Selected excerpt:
Monday, December 10, 2012

Highland Hospitality, 16th C style.

We have talked much and often about ‘banquets’ in previous posts, and have touched on the wonderful phenomenon of ‘banqueting houses.’ In times past, when a banquet was a final course of fruits and sweetmeats, this course was usually taken in another room – and sometimes a separate building altogether – the banqueting house.

In 1529, the third earl of Atholl took this concept of a separate banqueting house an unbelievable amount further. He built a huge hunting and feasting ‘palace’ in the woodlands for the purposes of entertaining his king – and had it burned down as soon as the visit was over. 

I give you some details of this amazing event, cobbled together from several sources.

Data to examine:
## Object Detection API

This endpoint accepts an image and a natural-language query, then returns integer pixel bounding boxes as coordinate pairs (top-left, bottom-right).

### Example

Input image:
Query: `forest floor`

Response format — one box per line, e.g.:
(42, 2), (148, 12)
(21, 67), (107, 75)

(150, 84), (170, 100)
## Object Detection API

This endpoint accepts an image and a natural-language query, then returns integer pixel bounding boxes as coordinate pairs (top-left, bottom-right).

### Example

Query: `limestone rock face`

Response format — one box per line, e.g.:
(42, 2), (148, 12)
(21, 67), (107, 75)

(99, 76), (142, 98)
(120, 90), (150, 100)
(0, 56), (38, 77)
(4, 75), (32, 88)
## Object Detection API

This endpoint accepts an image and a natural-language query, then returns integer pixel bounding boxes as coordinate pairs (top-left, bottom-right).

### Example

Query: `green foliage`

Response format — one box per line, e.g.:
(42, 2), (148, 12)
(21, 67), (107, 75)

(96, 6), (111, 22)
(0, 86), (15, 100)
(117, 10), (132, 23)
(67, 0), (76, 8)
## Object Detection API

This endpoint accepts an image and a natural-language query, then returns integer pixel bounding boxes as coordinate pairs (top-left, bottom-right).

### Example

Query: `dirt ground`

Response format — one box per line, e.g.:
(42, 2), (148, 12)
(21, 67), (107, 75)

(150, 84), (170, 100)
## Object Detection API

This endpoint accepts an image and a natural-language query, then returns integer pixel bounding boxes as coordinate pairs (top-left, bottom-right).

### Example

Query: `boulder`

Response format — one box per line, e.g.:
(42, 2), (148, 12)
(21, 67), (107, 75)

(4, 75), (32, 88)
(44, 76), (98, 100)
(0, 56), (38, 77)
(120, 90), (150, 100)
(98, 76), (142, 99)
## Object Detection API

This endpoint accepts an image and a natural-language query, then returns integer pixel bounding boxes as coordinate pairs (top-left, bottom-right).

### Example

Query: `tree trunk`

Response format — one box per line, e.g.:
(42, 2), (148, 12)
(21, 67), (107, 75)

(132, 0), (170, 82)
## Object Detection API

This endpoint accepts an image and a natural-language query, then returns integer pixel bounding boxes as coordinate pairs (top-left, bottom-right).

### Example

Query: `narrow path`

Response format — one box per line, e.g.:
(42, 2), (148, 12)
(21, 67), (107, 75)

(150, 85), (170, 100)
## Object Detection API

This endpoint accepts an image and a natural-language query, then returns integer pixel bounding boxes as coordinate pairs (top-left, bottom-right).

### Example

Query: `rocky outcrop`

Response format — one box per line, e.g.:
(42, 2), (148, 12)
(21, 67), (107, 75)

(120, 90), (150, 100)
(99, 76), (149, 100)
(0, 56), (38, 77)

==

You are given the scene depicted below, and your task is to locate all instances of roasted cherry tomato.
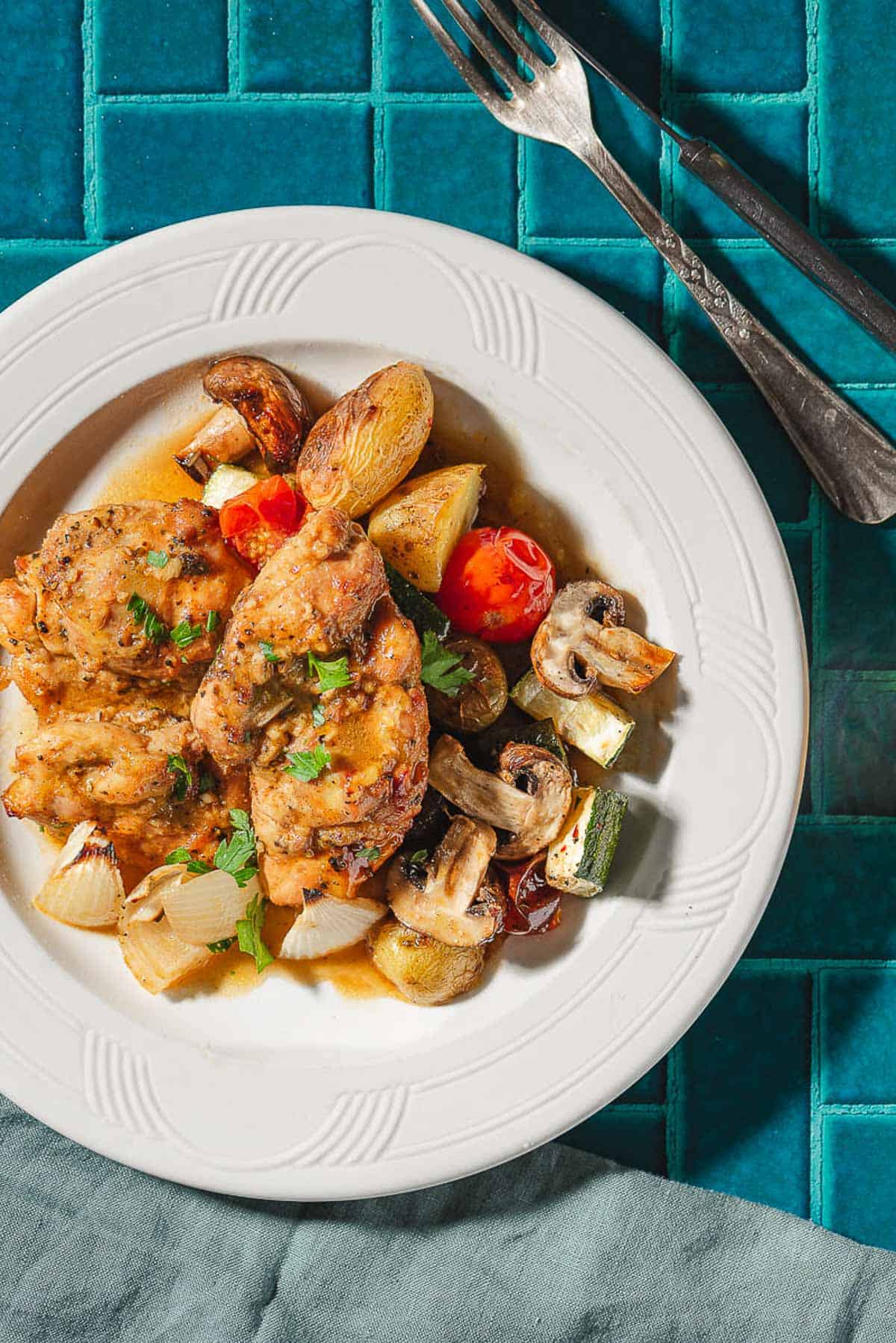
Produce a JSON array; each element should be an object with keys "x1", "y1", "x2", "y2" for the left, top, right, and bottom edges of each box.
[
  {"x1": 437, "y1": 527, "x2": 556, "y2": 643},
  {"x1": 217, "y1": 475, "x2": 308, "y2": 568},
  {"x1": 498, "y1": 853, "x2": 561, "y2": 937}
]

What you need to do:
**A)** Decide whether each statement below agrees with the Highland hospitality post, answering yes or no and quoting the words of the post that settle it: (i) The third earl of Atholl built his hunting and feasting palace in 1529. (ii) The palace was left standing after the king's visit. (iii) In times past, a banquet was a final course of fruits and sweetmeats.
**B)** According to the Highland hospitality post, where did the earl build his palace?
**C)** Carry the Highland hospitality post forward from its final sentence.

Numbered answers:
**A)**
(i) Yes: "In 1529, the third earl of Atholl took this concept of a separate banqueting house an unbelievable amount further."
(ii) No: "had it burned down as soon as the visit was over."
(iii) Yes: "when a banquet was a final course of fruits and sweetmeats"

**B)** In the woodlands.

**C)**
In 1529 John, third earl of Atholl, a great feudal magnate with vast dominions, gave King James, Margaret the Queen Mother,  the papal nuncio and ‘a numerous train of followers,’ a magnificent entertainment in the shape of a hunt, at which the king was ‘as well served and eased, with all things necessary to his Estate, as if he had been in his own palace in Edinburgh’; the earl had a special woodland palace constructed of green timber, the floor strewn with rushes and flowers, and the walls hung with tapestry and arrases of silk, with actual glass in the windows. The banquet held within this rustic folly, twenty miles from any dwelling, (and which was destroyed when the banquet was finished, according to Highland custom,) included ale, beer, wine, both white and claret and aqua vitae, and for food, every kind of meat from beef, mutton, and venison to swan and peacock, fish including salmon, pike and eels, and even gingerbread.
A thousand men were employed to herd deer to the hunting grounds, for His Majesty’s pleasure.
There was killed ‘thirty score hart and hynd, with other small beasts, as roe, wolf, fox and wild cats’.
The king remained in this wilderness the space of three days and three nights.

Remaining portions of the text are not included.